- _To do_
1. In the Form 8-K filing, reproduce the stretch from "On June 27, 2013, ACRC" through "with the Wells Fargo Facility.", substituting "secured credit facility" for "secured funding facility".
2. Write a continuation of the Form 8-K filing about the Ares Commercial Real Estate financing amendment, picking up after its final sentence.

- _Reading text_
SECURITIES AND EXCHANGE COMMISSION

WASHINGTON, DC 20549

 


 

 

FORM 8-K

 

CURRENT REPORT
Pursuant to Section 13 or 15(d) of the
Securities Exchange Act of 1934

 

Date of report (Date of earliest event reported) June 27, 2013

 

Ares Commercial Real Estate Corporation

(Exact name of registrant as specified in its charter)

 

Maryland

 

001-35517

 

45-3148087

(State or Other Jurisdiction
of Incorporation)

 

(Commission
File Number)

 

(IRS Employer
Identification No.)

 

One North Wacker Drive, 48th Floor, Chicago, IL

 

60606

(Address of Principal Executive Offices)

 

(Zip Code)

 

Registrant’s telephone number, including area code (312) 252-7500

 

N/A

(Former Name or Former Address, if Changed Since Last Report)

 

Check the appropriate box below if the Form 8-K filing is intended to simultaneously satisfy the filing obligation of the registrant under any of the following provisions (see General Instruction A.2. below):

 

o            Written communications pursuant to Rule 425 under the Securities Act (17 CFR 230.425)

 

o            Soliciting material pursuant to Rule 14a-12 under the Exchange Act (17 CFR 240.14a-12)

 

o            Pre-commencement communications pursuant to Rule 14d-2(b) under the Exchange Act (17 CFR 240.14d-2(b))

 

o            Pre-commencement communications pursuant to Rule 13e-4(c) under the Exchange Act (17 CFR 240.13e-4(c))

 

 

 



 

Item 1.01  Entry into a Material Definitive Agreement.

 

On June 27, 2013, ACRC Lender W LLC (“Lender W”), a wholly owned subsidiary of Ares Commercial Real Estate Corporation (the “Company”), amended its secured funding facility with Wells Fargo Bank, National Association (“Wells Fargo”), as lender (as amended, the “Wells Fargo Facility”) to, among other things, increase the size of the facility from $172.45 million to $225 million. In connection with the amendment, the Company entered into an amendment to the substitute Guarantee Agreement modifying its obligations to Wells Fargo in connection with the Wells Fargo Facility.

 

In addition to increasing the size of the facility, the Wells Fargo Facility amendment reduced the pricing on the facility from a range of LIBOR plus a pricing margin of 2.50 percent to 2.75 percent to a range of LIBOR plus a margin of 2.00 percent to 2.50 percent and granted Lender W the right to use the Wells Fargo Facility for certain future funding obligations, subject to the requirements set forth in the amendment.  The Wells Fargo Facility amendment and Guarantee Agreement amendment also modified certain financial tests and covenants to allow Lender W to more effectively utilize the Wells Fargo Facility.

 

The foregoing description is only a summary of certain material provisions of the amendments to the Wells Fargo Facility and the Guarantee Agreement and is qualified in its entirety by reference to a copy of such amendments, which are filed herewith as Exhibits 10.1 and 10.2 and by this reference incorporated herein.

 

Item 2.03  Creation of a Direct Financial Obligation or an Obligation under an Off-Balance Sheet Arrangement of a Registrant.

 

The information required by Item 2.03 contained in Item 1.01 of this Current Report on Form 8-K is incorporated herein by reference.

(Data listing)
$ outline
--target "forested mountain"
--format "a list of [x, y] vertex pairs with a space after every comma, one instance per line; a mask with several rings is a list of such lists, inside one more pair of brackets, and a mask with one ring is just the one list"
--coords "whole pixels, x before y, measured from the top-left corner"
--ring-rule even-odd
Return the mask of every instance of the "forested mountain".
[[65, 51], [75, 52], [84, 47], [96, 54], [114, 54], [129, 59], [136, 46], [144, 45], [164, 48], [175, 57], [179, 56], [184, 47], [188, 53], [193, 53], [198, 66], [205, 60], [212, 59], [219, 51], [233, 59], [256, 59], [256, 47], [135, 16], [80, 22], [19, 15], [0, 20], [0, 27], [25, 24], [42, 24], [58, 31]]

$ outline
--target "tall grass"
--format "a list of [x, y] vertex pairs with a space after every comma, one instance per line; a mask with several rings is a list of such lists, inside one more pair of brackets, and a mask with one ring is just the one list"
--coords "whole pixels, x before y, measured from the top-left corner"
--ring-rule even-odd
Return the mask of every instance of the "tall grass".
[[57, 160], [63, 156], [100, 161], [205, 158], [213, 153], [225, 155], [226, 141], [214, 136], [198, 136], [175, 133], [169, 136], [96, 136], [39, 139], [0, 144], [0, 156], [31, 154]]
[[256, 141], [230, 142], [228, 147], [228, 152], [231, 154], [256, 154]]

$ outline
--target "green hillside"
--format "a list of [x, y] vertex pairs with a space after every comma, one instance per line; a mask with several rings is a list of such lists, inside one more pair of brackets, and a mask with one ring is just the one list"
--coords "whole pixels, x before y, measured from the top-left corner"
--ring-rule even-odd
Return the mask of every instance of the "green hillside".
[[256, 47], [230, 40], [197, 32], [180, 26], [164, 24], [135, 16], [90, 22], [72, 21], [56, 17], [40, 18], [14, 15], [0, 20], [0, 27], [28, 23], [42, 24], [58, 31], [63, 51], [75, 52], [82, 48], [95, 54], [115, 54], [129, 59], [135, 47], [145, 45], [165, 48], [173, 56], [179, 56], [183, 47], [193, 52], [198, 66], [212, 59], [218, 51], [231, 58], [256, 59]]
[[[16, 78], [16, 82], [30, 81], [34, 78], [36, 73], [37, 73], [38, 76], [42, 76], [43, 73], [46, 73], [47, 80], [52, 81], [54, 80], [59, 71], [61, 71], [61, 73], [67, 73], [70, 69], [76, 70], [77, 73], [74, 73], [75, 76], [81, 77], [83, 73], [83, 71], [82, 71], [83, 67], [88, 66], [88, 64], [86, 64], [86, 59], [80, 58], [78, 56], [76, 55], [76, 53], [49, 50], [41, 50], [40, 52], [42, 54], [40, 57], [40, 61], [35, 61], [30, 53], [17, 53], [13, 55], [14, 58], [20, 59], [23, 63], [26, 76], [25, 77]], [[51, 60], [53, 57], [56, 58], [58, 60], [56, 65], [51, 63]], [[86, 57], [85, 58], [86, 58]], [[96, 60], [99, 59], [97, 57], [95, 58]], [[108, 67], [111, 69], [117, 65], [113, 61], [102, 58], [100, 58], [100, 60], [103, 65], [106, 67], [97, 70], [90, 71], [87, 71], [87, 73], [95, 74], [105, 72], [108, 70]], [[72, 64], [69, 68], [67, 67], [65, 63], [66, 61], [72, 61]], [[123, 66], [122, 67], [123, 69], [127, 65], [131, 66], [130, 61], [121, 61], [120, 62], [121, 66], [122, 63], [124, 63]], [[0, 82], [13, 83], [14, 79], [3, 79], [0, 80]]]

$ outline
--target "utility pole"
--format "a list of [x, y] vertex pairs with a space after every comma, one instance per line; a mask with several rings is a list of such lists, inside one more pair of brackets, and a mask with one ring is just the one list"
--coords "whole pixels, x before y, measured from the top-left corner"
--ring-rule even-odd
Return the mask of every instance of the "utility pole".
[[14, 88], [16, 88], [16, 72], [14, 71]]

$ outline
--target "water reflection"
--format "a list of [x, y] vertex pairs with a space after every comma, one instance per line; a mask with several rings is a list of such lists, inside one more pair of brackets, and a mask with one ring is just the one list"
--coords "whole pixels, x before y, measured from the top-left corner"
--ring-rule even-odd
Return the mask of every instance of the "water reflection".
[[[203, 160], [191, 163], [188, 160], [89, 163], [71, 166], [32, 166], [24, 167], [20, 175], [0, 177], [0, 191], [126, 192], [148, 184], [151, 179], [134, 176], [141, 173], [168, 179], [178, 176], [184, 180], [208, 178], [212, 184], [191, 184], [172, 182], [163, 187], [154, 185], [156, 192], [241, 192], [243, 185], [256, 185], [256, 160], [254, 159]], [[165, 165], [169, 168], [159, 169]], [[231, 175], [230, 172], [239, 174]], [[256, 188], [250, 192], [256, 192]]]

- _Answers to the problems_
1.
On June 27, 2013, ACRC Lender W LLC (“Lender W”), a wholly owned subsidiary of Ares Commercial Real Estate Corporation (the “Company”), amended its secured credit facility with Wells Fargo Bank, National Association (“Wells Fargo”), as lender (as amended, the “Wells Fargo Facility”) to, among other things, increase the size of the facility from $172.45 million to $225 million. In connection with the amendment, the Company entered into an amendment to the substitute Guarantee Agreement modifying its obligations to Wells Fargo in connection with the Wells Fargo Facility.

2.
 

Item 8.01  Other Events.

 

 

On June 28, 2013 the Company issued a press release announcing that it had increased the size of the Wells Fargo Facility.  A copy of the press release is filed herewith as Exhibit 99.1 and incorporated herein by reference. The information disclosed in and pursuant to this paragraph, including Exhibit 99. 1 hereto, is being furnished and shall not be deemed “filed” for purposes of Section 18 of the Securities Exchange Act of 1934 and shall not be deemed incorporated by reference into any filing made under the Securities Act of 1933, except as expressly set forth by specific reference in such filing.

 

 

Item 9.01  Financial Statements and Exhibits.

 

(d)                                                                                 Exhibits:

 

Exhibit
Number

 

Exhibit Description

10.1

 

Amendment No. 2 to Master Repurchase and Securities Contract, dated as of June 27, 2013, among ACRC Lender W LLC, as seller, and Wells Fargo Bank, National Association, as buyer.

10.2

 

Amendment No. 2 to Guarantee Agreement, dated as of June 27, 2013, among Ares Commercial Real Estate Corporation, as guarantor, in favor of Wells Fargo Bank, National Association, as buyer.

99.1

 

Press Release, dated June 28, 2013.

 

2



 

SIGNATURE

 

Pursuant to the requirements of the Securities Exchange Act of 1934, the registrant has duly caused this report to be signed on its behalf by the undersigned hereunto duly authorized.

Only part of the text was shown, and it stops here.